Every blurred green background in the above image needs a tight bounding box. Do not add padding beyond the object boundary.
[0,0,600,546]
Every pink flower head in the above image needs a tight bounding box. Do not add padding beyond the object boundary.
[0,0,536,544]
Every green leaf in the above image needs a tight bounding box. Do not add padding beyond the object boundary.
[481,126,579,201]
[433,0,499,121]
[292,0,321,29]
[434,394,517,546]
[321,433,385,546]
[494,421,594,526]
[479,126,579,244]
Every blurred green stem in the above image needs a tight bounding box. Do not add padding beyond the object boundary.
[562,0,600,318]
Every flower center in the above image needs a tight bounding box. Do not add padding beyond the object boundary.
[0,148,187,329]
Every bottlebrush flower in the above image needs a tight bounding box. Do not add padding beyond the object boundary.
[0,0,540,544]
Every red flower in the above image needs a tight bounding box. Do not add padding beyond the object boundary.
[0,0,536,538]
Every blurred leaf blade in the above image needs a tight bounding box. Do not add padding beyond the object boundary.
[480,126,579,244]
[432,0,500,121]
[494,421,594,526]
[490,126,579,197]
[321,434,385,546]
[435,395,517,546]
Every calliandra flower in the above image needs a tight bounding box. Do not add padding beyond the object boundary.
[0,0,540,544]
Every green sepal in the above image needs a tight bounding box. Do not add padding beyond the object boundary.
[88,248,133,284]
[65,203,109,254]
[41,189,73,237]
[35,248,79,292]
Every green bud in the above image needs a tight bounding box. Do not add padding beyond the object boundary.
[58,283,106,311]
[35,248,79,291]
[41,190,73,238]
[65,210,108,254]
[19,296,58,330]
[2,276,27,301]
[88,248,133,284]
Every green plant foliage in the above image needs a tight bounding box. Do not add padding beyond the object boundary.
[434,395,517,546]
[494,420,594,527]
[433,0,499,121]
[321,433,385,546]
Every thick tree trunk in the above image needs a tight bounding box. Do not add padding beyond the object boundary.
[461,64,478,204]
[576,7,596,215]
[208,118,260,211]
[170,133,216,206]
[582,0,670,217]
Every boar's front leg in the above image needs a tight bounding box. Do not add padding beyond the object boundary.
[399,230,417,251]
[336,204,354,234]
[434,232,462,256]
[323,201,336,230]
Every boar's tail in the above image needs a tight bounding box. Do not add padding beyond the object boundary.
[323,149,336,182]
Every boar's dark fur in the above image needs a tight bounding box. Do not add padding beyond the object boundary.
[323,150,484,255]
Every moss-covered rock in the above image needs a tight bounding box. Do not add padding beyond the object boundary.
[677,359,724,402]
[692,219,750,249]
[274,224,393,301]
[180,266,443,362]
◇ ◇ ◇
» **WHAT THIS TASK INVOLVES**:
Can you reproduce only the data starting with the line containing "Every calliandra flower" and going on through the end of the data, substituting "hog's" for each "boar's" and changing nothing else?

» **REPLY**:
Every calliandra flower in the above image needs a tight bounding box. Do not add padding beyond the object boundary.
[0,0,540,544]
Every green sepal in the above image needs a tight bounding box. Do not add padding beyond the object boundary.
[88,248,133,284]
[65,203,109,254]
[41,189,73,237]
[35,248,79,292]
Every green bud in the above image needs a tight bounding box. Do not add padding beyond the object boundary.
[58,283,106,311]
[35,248,79,291]
[41,190,73,238]
[65,210,108,254]
[19,296,58,330]
[2,276,27,301]
[88,248,133,284]
Every green plant foliage in the above image needs a tight bounding box. Do not add padding beyond the object boundary.
[434,395,517,546]
[494,420,594,527]
[433,0,499,121]
[321,433,385,546]
Every thick tree trunk in the above image needs a tight bounding box. Do not add padding beyond the object boundary.
[461,64,478,204]
[576,7,596,215]
[208,118,260,211]
[170,133,216,206]
[582,0,670,217]
Every hog's front leg in the above image needs a tight bounding box. Do not add padding beyond the object boundary.
[399,230,417,251]
[336,204,354,234]
[434,232,462,256]
[323,201,336,230]
Every hog's tail in the above image needs a tight bounding box. Do not add padding beyond the object boundary.
[323,149,336,182]
Every hog's dark fur in the above image needs a tight bounding box. Do not add padding beyond the object boundary.
[323,150,484,255]
Every moss-covered rock in the above image needs a tight bounding box. Do not add padding beyond the object boundary.
[677,359,724,402]
[692,219,750,249]
[274,224,393,301]
[180,266,443,362]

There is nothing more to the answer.